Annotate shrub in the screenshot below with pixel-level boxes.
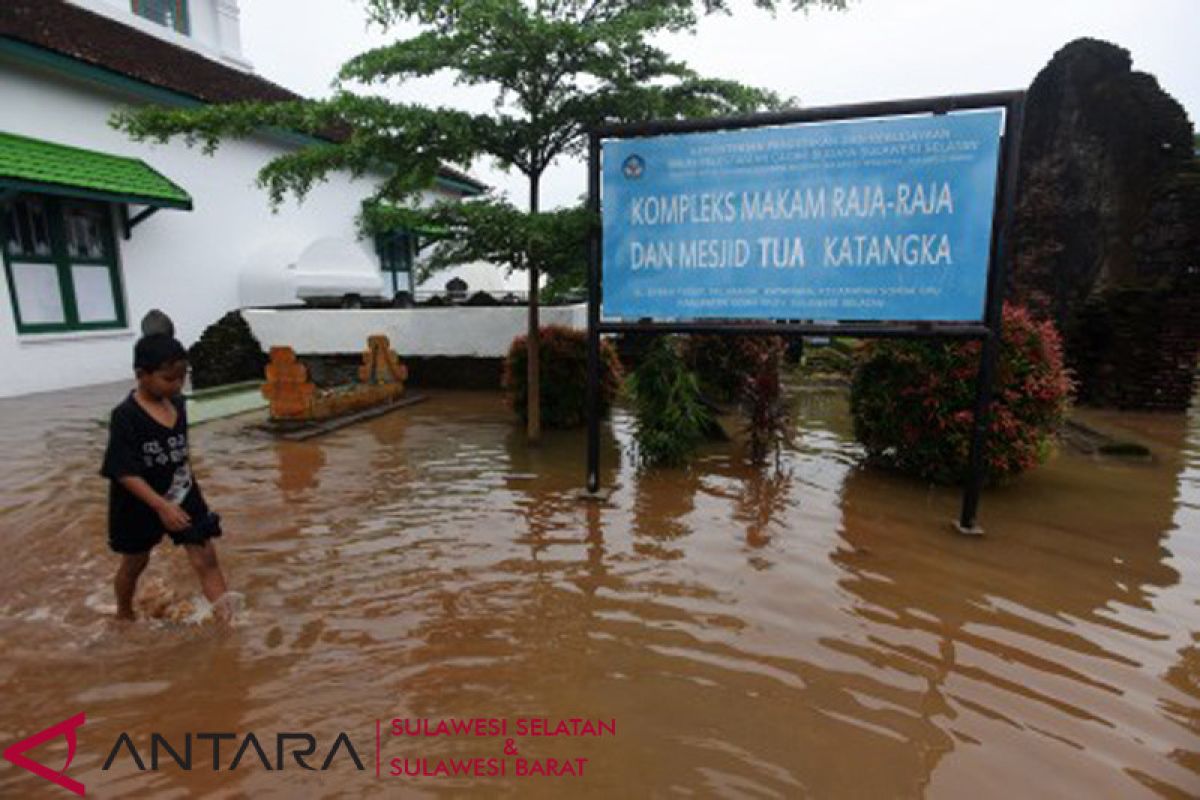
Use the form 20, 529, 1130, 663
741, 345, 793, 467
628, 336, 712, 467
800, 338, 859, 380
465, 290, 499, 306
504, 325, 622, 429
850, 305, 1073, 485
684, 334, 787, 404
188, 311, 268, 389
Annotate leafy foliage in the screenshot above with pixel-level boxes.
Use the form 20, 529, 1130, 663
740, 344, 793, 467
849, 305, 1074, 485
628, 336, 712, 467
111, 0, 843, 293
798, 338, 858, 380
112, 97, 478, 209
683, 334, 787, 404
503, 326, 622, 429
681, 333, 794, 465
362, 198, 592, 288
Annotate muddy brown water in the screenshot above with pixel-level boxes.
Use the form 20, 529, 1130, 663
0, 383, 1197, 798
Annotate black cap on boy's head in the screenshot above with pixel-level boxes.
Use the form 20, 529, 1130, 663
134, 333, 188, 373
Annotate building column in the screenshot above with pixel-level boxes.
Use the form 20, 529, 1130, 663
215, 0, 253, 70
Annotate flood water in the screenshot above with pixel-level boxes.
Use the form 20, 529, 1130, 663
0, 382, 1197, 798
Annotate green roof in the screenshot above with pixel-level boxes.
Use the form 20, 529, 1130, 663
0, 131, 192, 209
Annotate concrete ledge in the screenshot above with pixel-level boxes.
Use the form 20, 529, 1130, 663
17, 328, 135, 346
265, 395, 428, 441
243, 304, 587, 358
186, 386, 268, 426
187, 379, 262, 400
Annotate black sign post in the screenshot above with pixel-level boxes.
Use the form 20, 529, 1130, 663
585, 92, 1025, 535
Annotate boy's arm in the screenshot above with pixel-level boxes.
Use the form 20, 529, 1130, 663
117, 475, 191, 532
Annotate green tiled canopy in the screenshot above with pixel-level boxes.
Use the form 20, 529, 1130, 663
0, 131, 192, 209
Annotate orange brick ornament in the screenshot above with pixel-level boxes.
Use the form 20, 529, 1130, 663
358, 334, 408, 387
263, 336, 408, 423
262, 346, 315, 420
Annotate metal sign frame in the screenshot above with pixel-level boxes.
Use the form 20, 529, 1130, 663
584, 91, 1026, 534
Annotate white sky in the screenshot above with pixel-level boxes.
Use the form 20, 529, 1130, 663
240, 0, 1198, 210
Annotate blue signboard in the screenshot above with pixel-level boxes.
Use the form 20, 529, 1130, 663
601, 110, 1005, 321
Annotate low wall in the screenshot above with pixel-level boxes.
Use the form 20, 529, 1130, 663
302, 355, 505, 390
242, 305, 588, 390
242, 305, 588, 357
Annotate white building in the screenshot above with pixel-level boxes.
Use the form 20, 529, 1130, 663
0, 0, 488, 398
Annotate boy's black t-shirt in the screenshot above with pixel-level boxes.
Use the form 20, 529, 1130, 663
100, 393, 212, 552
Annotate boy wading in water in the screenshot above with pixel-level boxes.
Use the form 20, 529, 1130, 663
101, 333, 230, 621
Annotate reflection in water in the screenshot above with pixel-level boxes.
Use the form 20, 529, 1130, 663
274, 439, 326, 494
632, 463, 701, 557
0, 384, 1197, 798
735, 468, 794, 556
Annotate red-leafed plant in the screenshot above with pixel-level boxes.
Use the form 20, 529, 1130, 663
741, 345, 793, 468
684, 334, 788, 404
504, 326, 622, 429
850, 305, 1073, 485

====================

> **DIRECTIONS**:
Could you retype every record above exactly, leaving the pictures out?

> **WRITTEN RESPONSE**:
Annotate shrub in the screenshot below with pixel-level boxes.
Use the form 20, 529, 1130, 663
741, 345, 793, 467
628, 336, 712, 467
800, 338, 859, 380
465, 290, 499, 306
504, 325, 622, 429
850, 305, 1073, 485
684, 334, 787, 404
188, 311, 268, 389
Annotate leafy foliage in the screenshot above with pixel-level boxes.
Use the form 20, 529, 1130, 663
740, 344, 793, 467
849, 305, 1074, 485
628, 336, 712, 467
111, 0, 843, 293
798, 338, 858, 380
112, 97, 478, 209
683, 334, 787, 404
503, 326, 622, 429
681, 333, 794, 465
362, 198, 592, 288
Annotate muddy brown water in the screenshot above with pixel-level boxes.
Use the form 20, 529, 1130, 663
0, 383, 1197, 798
Annotate black cap on boy's head in the screenshot above with pixel-level boxes.
Use the form 20, 529, 1130, 663
134, 333, 188, 373
Annotate building column in the screenshot above with pixel-level boxes.
Use the form 20, 529, 1130, 663
215, 0, 253, 70
Annotate flood water in the screenshot above with pixel-level boxes.
Use the form 20, 529, 1130, 663
0, 382, 1197, 798
Annotate green roof in the screenshot above with pixel-level boxes.
Use the form 20, 529, 1130, 663
0, 131, 192, 209
Annotate concrete ledge in the screenshot above with pixel-level boxes.
Use the form 20, 529, 1130, 663
17, 328, 135, 346
265, 395, 428, 441
243, 304, 587, 358
186, 386, 268, 426
187, 379, 262, 400
Annotate black sign post in the screenshot above with pixel-level boxes.
Use the form 20, 529, 1130, 663
585, 92, 1025, 535
Annotate boy's arm in the screenshot above with pixel-level boxes.
Use the form 20, 529, 1130, 663
117, 475, 191, 532
Annotate green tiled canopy in the screenshot above with pixel-level boxes.
Use the form 20, 529, 1130, 663
0, 131, 192, 209
Annotate orange brick ornament in the screenshot above with pixel-level boxes.
Use the form 20, 529, 1130, 663
358, 334, 408, 387
263, 336, 408, 423
262, 346, 315, 420
Annotate metal sign frame in the screenshot above with pixel-level boxes.
Use the form 20, 529, 1130, 663
584, 91, 1026, 534
Annotate white sky in the screenshot above with pixel-level boxes.
Use the form 20, 529, 1130, 663
240, 0, 1198, 210
Annotate blue signboard in the screenshot above with pixel-level boxes.
Use the form 20, 529, 1130, 663
601, 110, 1005, 321
Annotate low wall in the screenshot above with pixel-level boxes.
Use the form 20, 529, 1130, 663
302, 355, 505, 390
242, 305, 588, 390
242, 305, 588, 357
Annotate white building in the screenshot above with pixel-level boxes.
Use the form 20, 529, 1130, 663
0, 0, 488, 398
Annotate boy's black t-shirt in the screenshot above with pixel-level boxes.
Use the form 20, 529, 1130, 663
100, 393, 212, 552
Annotate boy wading in water in the screenshot above with pixel-level boxes.
Use the form 20, 529, 1130, 663
101, 333, 230, 621
Annotate reflection in water in the screenshot above with pixel-level boxes.
Use the form 20, 529, 1130, 663
274, 439, 326, 494
632, 463, 701, 557
0, 384, 1197, 798
735, 468, 794, 556
Annotate red-leafed plant in the screenshot above with pixel-level boxes.
Use the form 20, 529, 1130, 663
741, 345, 793, 468
684, 334, 788, 404
504, 326, 622, 429
850, 305, 1073, 485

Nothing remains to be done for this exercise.